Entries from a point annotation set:
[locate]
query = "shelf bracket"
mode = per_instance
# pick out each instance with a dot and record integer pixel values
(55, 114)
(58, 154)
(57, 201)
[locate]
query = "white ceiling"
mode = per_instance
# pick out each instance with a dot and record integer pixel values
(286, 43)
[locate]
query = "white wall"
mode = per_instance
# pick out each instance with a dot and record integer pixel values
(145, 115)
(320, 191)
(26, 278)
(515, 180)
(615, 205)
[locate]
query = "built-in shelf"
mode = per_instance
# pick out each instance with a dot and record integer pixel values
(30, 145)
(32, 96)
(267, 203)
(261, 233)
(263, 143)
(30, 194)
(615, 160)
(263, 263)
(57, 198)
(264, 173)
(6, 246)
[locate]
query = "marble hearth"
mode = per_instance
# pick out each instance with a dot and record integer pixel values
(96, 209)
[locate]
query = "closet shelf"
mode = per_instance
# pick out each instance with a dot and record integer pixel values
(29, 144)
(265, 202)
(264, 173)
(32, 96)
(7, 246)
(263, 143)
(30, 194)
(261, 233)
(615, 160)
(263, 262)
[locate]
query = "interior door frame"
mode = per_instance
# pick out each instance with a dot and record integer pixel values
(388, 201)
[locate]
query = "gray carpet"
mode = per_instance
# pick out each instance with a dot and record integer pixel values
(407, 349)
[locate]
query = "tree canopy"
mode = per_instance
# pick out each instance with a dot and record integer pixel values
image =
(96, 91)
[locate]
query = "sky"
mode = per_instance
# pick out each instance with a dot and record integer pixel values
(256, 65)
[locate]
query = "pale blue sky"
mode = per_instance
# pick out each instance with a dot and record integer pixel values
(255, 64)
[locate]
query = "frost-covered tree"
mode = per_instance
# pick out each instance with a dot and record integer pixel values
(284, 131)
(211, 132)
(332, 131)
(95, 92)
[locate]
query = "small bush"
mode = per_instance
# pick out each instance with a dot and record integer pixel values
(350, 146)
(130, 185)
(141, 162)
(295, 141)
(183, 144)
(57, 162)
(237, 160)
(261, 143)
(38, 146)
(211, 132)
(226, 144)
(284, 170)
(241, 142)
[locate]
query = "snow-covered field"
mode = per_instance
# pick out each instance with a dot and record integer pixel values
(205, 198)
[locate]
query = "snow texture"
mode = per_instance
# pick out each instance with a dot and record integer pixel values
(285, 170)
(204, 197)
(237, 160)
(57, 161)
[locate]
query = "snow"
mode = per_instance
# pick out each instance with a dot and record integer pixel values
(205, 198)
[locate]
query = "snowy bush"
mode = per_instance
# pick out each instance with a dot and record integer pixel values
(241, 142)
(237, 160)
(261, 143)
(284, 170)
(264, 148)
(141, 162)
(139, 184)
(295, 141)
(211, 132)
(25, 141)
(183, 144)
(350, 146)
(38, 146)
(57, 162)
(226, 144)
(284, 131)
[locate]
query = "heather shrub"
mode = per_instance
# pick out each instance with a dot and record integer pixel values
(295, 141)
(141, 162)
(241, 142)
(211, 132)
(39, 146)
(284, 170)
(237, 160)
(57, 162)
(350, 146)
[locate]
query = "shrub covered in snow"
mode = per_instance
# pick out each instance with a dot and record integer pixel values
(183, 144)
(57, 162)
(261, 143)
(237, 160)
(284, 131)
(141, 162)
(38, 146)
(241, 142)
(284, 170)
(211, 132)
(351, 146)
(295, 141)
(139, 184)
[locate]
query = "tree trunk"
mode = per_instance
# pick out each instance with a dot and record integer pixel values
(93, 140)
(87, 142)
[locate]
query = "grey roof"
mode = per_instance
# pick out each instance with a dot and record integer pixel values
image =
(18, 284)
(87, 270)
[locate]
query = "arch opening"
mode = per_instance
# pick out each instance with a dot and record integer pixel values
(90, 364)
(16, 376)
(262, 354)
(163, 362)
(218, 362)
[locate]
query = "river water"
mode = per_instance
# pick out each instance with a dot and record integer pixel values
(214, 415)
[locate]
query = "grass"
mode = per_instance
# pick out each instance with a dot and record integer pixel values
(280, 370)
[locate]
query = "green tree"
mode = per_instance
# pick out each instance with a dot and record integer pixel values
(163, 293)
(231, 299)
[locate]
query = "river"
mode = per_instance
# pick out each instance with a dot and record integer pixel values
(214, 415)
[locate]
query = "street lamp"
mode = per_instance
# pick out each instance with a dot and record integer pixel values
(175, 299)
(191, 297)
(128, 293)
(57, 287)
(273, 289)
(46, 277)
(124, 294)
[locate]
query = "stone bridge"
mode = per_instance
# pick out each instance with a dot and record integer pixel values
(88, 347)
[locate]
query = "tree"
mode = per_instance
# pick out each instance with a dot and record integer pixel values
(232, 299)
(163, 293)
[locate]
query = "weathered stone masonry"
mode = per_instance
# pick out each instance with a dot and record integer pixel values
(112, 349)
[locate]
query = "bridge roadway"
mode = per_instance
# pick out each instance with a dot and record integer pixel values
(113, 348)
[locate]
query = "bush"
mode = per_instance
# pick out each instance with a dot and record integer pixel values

> _WRITTEN TASK_
Your task is to give the records above again, exactly.

> _TASK RESULT_
[locate]
query = "shelf bracket"
mode = per_instance
# pick out each instance with a dot and record integer pixel values
(55, 114)
(58, 154)
(57, 201)
[locate]
query = "white ceiling"
mode = per_instance
# pick out each instance with a dot and record integer pixel values
(286, 43)
[locate]
query = "white wall"
mode = per_instance
# pick out each instance with a dot and record integer pixel values
(145, 115)
(320, 191)
(26, 278)
(515, 180)
(615, 205)
[locate]
query = "built-in shelf"
mode = per_instance
# pick out each instance with a dot and record integer pixel values
(30, 145)
(32, 96)
(267, 203)
(261, 233)
(263, 143)
(30, 194)
(615, 160)
(263, 263)
(57, 198)
(264, 173)
(6, 246)
[locate]
query = "marble hearth"
mode = per_instance
# pick out each instance with a dot and record integer pixel values
(96, 209)
[locate]
query = "closet shelf"
mode = per_instance
# pick out each instance with a dot and record integer pixel values
(29, 144)
(265, 202)
(264, 173)
(32, 96)
(7, 246)
(263, 143)
(30, 194)
(261, 233)
(615, 160)
(263, 262)
[locate]
query = "interior door frame"
mode = per_instance
# pick out each instance with a dot and record integer pixel values
(388, 201)
[locate]
query = "gray carpet"
mode = per_instance
# pick out each instance with a dot and record integer pixel values
(407, 349)
[locate]
query = "tree canopy"
mode = per_instance
# pick out each instance with a dot and record integer pixel values
image =
(96, 91)
[locate]
query = "sky"
mode = per_instance
# pick out each instance with a dot and record integer pixel values
(256, 65)
[locate]
query = "pale blue sky"
mode = per_instance
# pick out each instance with a dot and record integer pixel values
(255, 64)
[locate]
query = "frost-covered tree"
mode = per_instance
# pick out each instance with a dot and record integer pixel values
(284, 131)
(211, 132)
(332, 131)
(95, 92)
[locate]
query = "small bush"
mode = per_instance
# pick out each instance with a dot and record integer pixel values
(350, 146)
(130, 185)
(141, 162)
(295, 141)
(183, 144)
(57, 162)
(237, 160)
(261, 143)
(38, 146)
(211, 132)
(226, 144)
(284, 170)
(241, 142)
[locate]
query = "snow-covered field"
mode = per_instance
# pick out each instance with a dot and record integer pixel values
(205, 198)
[locate]
query = "snow texture"
mode = per_instance
# pick out each instance with a dot and record integer pixel values
(285, 170)
(204, 197)
(237, 160)
(57, 161)
[locate]
query = "snow"
mode = per_instance
# pick out each instance with a dot and record integer pixel values
(205, 198)
[locate]
query = "snowy bush"
mode = per_instance
# pick out each instance with a dot and record integer pixel values
(241, 142)
(237, 160)
(261, 143)
(284, 170)
(264, 148)
(141, 162)
(139, 184)
(295, 141)
(211, 132)
(25, 141)
(183, 144)
(350, 146)
(38, 146)
(57, 162)
(226, 144)
(284, 131)
[locate]
query = "heather shrub"
mode = per_instance
# pick out each instance with a dot and record integer pixel values
(295, 141)
(141, 162)
(241, 142)
(211, 132)
(39, 146)
(284, 170)
(237, 160)
(57, 162)
(350, 146)
[locate]
query = "shrub covered in snow"
mode = per_instance
# pick out each instance with a dot and record integer pixel values
(183, 144)
(57, 162)
(261, 143)
(237, 160)
(284, 131)
(141, 162)
(38, 146)
(241, 142)
(284, 170)
(211, 132)
(351, 146)
(295, 141)
(139, 184)
[locate]
query = "tree trunk"
mode = per_instance
# pick out each instance with a dot and record integer pixel values
(93, 140)
(87, 142)
[locate]
query = "grey roof"
mode = per_instance
# pick out each instance with a dot and record integer pixel values
image =
(18, 284)
(87, 270)
[locate]
query = "arch opening"
mode = per_instance
# pick out each instance with a dot and record integer pixel values
(90, 364)
(16, 376)
(262, 354)
(163, 362)
(218, 362)
[locate]
query = "river water"
mode = per_instance
# pick out each instance with a dot and record integer pixel values
(214, 415)
[locate]
query = "grass"
mode = per_instance
# pick out each instance with a dot and record integer pixel values
(280, 370)
[locate]
query = "green tree"
mode = per_instance
# pick out each instance with a dot and record integer pixel values
(163, 293)
(231, 299)
[locate]
query = "river"
mode = per_instance
# pick out each instance with a dot and record integer pixel values
(214, 415)
[locate]
query = "street lamp"
mode = per_instance
# pick out each instance with a dot and record integer pixel values
(175, 299)
(191, 297)
(128, 293)
(57, 287)
(273, 289)
(46, 277)
(124, 294)
[locate]
query = "stone bridge"
mode = per_instance
# pick out each instance with a dot and record integer pixel values
(88, 347)
[locate]
query = "tree"
mode = per_instance
# pick out each instance with a dot and record integer pixel values
(232, 299)
(163, 293)
[locate]
query = "weathered stone masonry"
mode = per_instance
# pick out each instance with a dot and record integer pixel values
(112, 349)
[locate]
query = "bridge roadway"
mode = per_instance
# pick out each instance with a dot and record integer pixel values
(113, 348)
[locate]
query = "bush"
mode = per_instance
# pick out each instance with a dot and record integer pixel values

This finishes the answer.